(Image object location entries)
==================================================

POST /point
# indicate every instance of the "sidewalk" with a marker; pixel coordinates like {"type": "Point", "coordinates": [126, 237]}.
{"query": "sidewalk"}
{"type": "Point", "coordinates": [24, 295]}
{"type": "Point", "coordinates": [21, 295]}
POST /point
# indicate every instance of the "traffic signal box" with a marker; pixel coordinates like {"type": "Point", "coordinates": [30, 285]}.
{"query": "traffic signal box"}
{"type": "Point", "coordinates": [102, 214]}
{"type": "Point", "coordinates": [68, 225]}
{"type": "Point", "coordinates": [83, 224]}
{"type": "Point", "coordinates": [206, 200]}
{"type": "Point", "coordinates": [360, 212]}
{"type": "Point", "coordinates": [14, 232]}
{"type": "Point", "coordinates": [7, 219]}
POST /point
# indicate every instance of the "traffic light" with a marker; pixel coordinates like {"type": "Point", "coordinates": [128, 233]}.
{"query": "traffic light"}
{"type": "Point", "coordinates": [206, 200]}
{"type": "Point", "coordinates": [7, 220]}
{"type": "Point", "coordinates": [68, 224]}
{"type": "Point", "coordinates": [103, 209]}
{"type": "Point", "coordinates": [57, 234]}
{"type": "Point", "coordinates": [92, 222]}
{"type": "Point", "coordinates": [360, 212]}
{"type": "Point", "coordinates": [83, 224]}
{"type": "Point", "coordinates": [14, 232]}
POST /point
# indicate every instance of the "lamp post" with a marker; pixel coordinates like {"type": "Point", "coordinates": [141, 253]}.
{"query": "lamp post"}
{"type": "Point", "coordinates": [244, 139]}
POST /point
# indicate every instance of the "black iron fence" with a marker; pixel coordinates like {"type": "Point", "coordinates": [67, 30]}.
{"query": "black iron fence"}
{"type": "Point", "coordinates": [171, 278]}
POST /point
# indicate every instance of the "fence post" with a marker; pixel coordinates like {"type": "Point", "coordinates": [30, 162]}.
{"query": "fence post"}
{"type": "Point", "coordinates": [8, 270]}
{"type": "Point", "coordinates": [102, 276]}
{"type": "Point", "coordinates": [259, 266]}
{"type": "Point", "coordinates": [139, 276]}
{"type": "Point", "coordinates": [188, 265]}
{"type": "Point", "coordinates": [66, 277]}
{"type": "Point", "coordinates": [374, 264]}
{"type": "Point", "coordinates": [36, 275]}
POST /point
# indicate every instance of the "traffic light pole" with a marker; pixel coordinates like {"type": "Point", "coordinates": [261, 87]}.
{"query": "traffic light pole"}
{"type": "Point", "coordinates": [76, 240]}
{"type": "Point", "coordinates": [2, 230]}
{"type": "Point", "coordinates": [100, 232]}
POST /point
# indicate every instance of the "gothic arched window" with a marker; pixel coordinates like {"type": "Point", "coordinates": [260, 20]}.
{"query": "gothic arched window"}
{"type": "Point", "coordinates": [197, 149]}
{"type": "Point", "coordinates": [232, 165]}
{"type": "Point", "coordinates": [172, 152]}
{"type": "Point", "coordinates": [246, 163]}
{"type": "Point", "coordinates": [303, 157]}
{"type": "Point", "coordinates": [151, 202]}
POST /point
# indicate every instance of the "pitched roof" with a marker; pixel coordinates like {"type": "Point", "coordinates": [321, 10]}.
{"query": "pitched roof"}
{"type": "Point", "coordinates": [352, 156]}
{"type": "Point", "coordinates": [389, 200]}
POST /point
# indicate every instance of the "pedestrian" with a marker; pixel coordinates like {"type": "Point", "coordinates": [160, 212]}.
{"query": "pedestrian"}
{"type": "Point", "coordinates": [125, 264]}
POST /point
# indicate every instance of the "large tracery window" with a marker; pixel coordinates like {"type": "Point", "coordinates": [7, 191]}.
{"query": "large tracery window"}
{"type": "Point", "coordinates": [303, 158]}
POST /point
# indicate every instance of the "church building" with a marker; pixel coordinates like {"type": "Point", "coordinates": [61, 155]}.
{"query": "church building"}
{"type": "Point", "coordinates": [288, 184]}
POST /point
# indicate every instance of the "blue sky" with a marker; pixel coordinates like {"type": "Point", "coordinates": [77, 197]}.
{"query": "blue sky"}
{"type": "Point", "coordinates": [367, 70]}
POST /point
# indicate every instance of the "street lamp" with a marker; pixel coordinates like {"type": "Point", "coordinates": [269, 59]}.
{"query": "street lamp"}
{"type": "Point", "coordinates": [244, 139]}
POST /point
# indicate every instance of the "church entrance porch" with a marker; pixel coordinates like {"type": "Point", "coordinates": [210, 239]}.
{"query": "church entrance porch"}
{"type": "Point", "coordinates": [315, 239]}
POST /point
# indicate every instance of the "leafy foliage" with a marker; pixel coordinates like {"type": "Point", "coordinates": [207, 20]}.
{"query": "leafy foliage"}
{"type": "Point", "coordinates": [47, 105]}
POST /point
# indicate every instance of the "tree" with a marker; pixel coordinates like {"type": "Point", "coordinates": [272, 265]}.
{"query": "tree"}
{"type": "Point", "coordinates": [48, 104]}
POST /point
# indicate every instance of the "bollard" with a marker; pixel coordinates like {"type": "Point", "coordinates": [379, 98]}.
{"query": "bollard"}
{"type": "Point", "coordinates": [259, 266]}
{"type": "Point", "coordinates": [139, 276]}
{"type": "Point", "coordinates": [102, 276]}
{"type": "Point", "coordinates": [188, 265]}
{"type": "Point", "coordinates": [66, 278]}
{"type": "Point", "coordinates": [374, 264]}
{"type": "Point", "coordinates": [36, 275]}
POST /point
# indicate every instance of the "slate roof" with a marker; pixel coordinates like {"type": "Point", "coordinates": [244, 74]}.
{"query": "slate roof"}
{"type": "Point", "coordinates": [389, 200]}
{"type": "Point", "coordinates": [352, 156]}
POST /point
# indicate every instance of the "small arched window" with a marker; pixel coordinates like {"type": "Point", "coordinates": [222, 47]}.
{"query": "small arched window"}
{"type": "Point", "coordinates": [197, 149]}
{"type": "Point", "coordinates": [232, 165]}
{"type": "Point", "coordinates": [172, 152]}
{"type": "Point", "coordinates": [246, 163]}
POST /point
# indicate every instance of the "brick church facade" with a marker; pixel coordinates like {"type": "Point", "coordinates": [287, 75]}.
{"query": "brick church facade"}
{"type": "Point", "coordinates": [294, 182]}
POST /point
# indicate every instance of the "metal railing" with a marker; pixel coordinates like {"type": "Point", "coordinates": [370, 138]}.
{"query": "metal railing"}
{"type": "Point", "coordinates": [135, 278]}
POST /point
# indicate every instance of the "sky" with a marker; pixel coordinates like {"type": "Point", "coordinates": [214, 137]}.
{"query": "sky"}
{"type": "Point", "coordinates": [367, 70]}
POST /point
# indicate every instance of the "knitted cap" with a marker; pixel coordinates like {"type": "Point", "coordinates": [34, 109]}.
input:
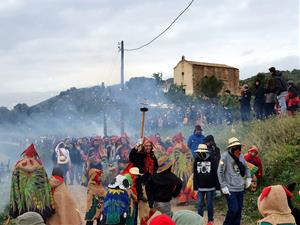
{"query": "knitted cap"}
{"type": "Point", "coordinates": [162, 220]}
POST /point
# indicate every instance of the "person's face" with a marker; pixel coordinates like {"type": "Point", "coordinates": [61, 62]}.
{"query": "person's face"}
{"type": "Point", "coordinates": [197, 131]}
{"type": "Point", "coordinates": [148, 147]}
{"type": "Point", "coordinates": [237, 150]}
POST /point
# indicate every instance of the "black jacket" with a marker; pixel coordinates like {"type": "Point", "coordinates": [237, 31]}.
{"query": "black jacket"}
{"type": "Point", "coordinates": [161, 187]}
{"type": "Point", "coordinates": [280, 83]}
{"type": "Point", "coordinates": [138, 158]}
{"type": "Point", "coordinates": [205, 174]}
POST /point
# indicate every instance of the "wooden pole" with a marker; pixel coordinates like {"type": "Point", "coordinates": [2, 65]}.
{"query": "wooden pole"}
{"type": "Point", "coordinates": [143, 110]}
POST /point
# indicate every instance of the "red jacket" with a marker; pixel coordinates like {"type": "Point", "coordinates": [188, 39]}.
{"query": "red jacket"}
{"type": "Point", "coordinates": [255, 161]}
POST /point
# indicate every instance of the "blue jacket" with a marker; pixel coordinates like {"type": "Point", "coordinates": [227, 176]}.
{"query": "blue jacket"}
{"type": "Point", "coordinates": [194, 141]}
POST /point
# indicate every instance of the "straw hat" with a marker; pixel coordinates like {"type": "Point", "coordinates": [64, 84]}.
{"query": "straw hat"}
{"type": "Point", "coordinates": [202, 148]}
{"type": "Point", "coordinates": [135, 171]}
{"type": "Point", "coordinates": [233, 142]}
{"type": "Point", "coordinates": [164, 163]}
{"type": "Point", "coordinates": [120, 181]}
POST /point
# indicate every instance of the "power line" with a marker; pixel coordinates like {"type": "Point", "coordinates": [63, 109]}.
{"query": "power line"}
{"type": "Point", "coordinates": [160, 34]}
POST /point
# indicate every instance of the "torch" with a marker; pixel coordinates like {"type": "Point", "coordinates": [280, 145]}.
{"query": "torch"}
{"type": "Point", "coordinates": [144, 109]}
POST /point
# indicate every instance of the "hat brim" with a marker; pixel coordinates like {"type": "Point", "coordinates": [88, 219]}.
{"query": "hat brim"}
{"type": "Point", "coordinates": [234, 144]}
{"type": "Point", "coordinates": [165, 167]}
{"type": "Point", "coordinates": [201, 150]}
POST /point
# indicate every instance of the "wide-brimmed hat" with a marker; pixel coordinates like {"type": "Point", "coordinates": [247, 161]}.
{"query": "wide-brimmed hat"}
{"type": "Point", "coordinates": [31, 218]}
{"type": "Point", "coordinates": [164, 163]}
{"type": "Point", "coordinates": [253, 148]}
{"type": "Point", "coordinates": [135, 171]}
{"type": "Point", "coordinates": [233, 142]}
{"type": "Point", "coordinates": [202, 148]}
{"type": "Point", "coordinates": [120, 181]}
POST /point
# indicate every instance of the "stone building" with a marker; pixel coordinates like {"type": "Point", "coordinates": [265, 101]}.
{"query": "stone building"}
{"type": "Point", "coordinates": [189, 73]}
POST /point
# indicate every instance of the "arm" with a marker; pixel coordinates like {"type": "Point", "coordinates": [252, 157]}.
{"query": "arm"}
{"type": "Point", "coordinates": [195, 187]}
{"type": "Point", "coordinates": [177, 188]}
{"type": "Point", "coordinates": [221, 171]}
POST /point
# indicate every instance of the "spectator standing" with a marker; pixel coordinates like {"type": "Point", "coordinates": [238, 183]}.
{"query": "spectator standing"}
{"type": "Point", "coordinates": [231, 172]}
{"type": "Point", "coordinates": [259, 101]}
{"type": "Point", "coordinates": [270, 97]}
{"type": "Point", "coordinates": [292, 98]}
{"type": "Point", "coordinates": [205, 181]}
{"type": "Point", "coordinates": [245, 100]}
{"type": "Point", "coordinates": [196, 139]}
{"type": "Point", "coordinates": [281, 88]}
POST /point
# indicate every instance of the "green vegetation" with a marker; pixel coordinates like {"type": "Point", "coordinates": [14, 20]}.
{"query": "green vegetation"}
{"type": "Point", "coordinates": [279, 143]}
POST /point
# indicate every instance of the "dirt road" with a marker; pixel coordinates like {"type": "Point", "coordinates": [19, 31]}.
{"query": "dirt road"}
{"type": "Point", "coordinates": [79, 192]}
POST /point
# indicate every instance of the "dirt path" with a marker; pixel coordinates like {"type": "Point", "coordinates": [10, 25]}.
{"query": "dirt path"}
{"type": "Point", "coordinates": [79, 192]}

==================================================

SHORT EXERCISE:
Pick out every line in the rows above that contains the string "iron", and copy each one in full. Case counts.

COMPLETE OUTPUT:
# indicate every instance of the "black iron fence" with a marker; pixel coordinates like {"type": "Point", "coordinates": [67, 30]}.
{"query": "black iron fence"}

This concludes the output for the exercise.